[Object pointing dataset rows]
- - -

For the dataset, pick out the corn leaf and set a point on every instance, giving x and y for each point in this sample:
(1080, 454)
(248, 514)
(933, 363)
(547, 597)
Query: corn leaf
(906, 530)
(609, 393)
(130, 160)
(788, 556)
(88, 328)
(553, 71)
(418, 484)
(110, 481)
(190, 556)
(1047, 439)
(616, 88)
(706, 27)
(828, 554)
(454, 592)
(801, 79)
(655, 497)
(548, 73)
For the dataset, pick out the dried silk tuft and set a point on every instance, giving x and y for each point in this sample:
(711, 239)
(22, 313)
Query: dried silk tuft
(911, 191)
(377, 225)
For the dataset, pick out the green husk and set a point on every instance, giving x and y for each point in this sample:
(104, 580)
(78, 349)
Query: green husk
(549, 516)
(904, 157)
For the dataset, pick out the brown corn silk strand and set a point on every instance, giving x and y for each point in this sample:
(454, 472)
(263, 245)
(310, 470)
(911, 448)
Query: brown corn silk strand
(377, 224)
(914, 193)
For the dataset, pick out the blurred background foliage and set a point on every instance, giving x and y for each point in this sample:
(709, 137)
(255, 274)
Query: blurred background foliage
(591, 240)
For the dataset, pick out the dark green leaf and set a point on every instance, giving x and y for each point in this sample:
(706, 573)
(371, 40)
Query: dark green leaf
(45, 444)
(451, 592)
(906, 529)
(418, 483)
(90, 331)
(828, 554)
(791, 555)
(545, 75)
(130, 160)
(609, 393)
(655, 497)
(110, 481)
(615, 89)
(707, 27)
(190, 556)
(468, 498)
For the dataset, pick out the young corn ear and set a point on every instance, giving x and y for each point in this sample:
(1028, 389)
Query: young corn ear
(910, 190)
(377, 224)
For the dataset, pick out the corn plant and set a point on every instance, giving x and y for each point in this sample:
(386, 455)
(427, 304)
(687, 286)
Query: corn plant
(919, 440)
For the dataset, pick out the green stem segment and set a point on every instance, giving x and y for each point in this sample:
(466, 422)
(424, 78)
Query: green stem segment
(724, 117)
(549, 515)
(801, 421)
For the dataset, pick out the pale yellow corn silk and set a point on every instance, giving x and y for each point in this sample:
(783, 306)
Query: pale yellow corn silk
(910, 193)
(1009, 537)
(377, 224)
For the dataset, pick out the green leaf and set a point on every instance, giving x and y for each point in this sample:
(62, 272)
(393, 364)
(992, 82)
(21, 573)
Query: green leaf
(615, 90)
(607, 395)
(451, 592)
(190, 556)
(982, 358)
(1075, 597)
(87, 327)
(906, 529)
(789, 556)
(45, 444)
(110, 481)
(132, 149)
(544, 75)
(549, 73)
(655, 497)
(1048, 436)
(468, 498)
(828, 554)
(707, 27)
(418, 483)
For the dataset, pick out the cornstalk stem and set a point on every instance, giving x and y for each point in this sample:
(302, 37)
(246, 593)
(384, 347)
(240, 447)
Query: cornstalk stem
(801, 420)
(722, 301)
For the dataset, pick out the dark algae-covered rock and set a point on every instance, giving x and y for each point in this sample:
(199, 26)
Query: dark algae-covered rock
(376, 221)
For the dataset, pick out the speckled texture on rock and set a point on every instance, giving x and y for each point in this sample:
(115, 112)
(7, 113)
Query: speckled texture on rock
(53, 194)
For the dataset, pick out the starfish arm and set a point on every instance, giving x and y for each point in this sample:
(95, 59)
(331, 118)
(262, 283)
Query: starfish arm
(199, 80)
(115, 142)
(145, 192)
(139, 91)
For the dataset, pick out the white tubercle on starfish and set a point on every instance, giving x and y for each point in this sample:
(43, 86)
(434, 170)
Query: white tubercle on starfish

- - -

Short problem. Copy every item above line for line, with no changes.

Response for this exercise.
For the dataset, pick out the corn leaf and set a point on every instance, giving x and y for each point in this sample:
(1080, 454)
(248, 514)
(933, 363)
(547, 597)
Query: corn leaf
(906, 530)
(609, 393)
(130, 160)
(788, 556)
(88, 328)
(553, 71)
(418, 484)
(110, 481)
(190, 556)
(1047, 439)
(616, 88)
(706, 27)
(828, 554)
(454, 592)
(801, 79)
(655, 497)
(548, 73)
For the dataset, pick out the dried silk tuft and set a point on every instance, giving x and y for each point in this sample:
(711, 239)
(22, 313)
Query: dried silk tuft
(911, 191)
(377, 225)
For the dataset, pick out the green husk and set a point on every instance, giving x and y for each point in this sample:
(104, 580)
(78, 349)
Query: green husk
(549, 516)
(904, 157)
For the dataset, pick out the brown corn silk strand and set a point on every instance, giving x and y for each point in this sample:
(454, 472)
(263, 245)
(310, 470)
(911, 448)
Query: brown corn silk strand
(377, 224)
(914, 193)
For the dataset, pick out the blurred background foliage and set a point on every instance, giving x and y for each point in this sample:
(709, 137)
(255, 274)
Query: blurred background foliage
(591, 240)
For the dataset, pick out the dark green leaf and set a point on every instance, giving x and y for each point in this sample:
(706, 573)
(371, 40)
Query: dark green leaf
(45, 444)
(451, 592)
(906, 529)
(418, 483)
(90, 331)
(828, 554)
(791, 555)
(545, 75)
(130, 160)
(609, 393)
(655, 497)
(110, 481)
(615, 89)
(707, 27)
(190, 556)
(468, 498)
For the dataset, pick out the young corn ear and set a point on every instance, giving x and y for each point in this sample:
(1028, 389)
Query: young corn ear
(910, 190)
(377, 224)
For the dataset, pick out the corn plant and set a point on every instance, giving x and y for each point in this sample:
(386, 455)
(427, 304)
(687, 286)
Query: corn plant
(919, 440)
For the dataset, pick out the green stem segment and set a point on every instance, giving x and y for each point in this sample:
(466, 422)
(424, 78)
Query: green stem segment
(724, 117)
(549, 515)
(801, 421)
For the dataset, pick out the pale yellow corn silk and set a point on every instance, giving x and y for each point in this sample:
(783, 306)
Query: pale yellow corn silk
(910, 193)
(1009, 537)
(377, 224)
For the dataset, pick out the green leaf and set a point on every instance, giving x and y for each point in this sample:
(62, 272)
(393, 364)
(992, 82)
(21, 573)
Query: green leaf
(615, 90)
(607, 395)
(451, 592)
(190, 556)
(982, 358)
(1075, 597)
(87, 327)
(906, 529)
(789, 556)
(45, 444)
(110, 481)
(132, 149)
(544, 75)
(549, 73)
(655, 497)
(1048, 436)
(468, 498)
(828, 554)
(707, 27)
(418, 483)
For the dataset, pick out the cornstalk stem and set a point on every instance, giving x and y for each point in this sample:
(302, 37)
(246, 593)
(384, 347)
(240, 447)
Query: cornstalk stem
(801, 420)
(722, 301)
For the dataset, pick out the dark algae-covered rock and set a point on every instance, giving x and y for each point in this sample:
(199, 26)
Query: dark algae-covered rock
(376, 221)
For the dataset, pick out the speckled texture on rock and set a point on every instance, giving x and y for each point in this sample:
(115, 112)
(7, 113)
Query: speckled texture on rock
(53, 194)
For the dataset, pick out the starfish arm and set a point on every instance, giving x and y for each point in this sample:
(95, 59)
(331, 118)
(262, 283)
Query: starfish arm
(199, 80)
(115, 142)
(145, 192)
(139, 91)
For the dataset, pick out the white tubercle on starfish and set a point on every instance, giving x and y for each point in this sample:
(43, 86)
(434, 170)
Query: white tubercle on starfish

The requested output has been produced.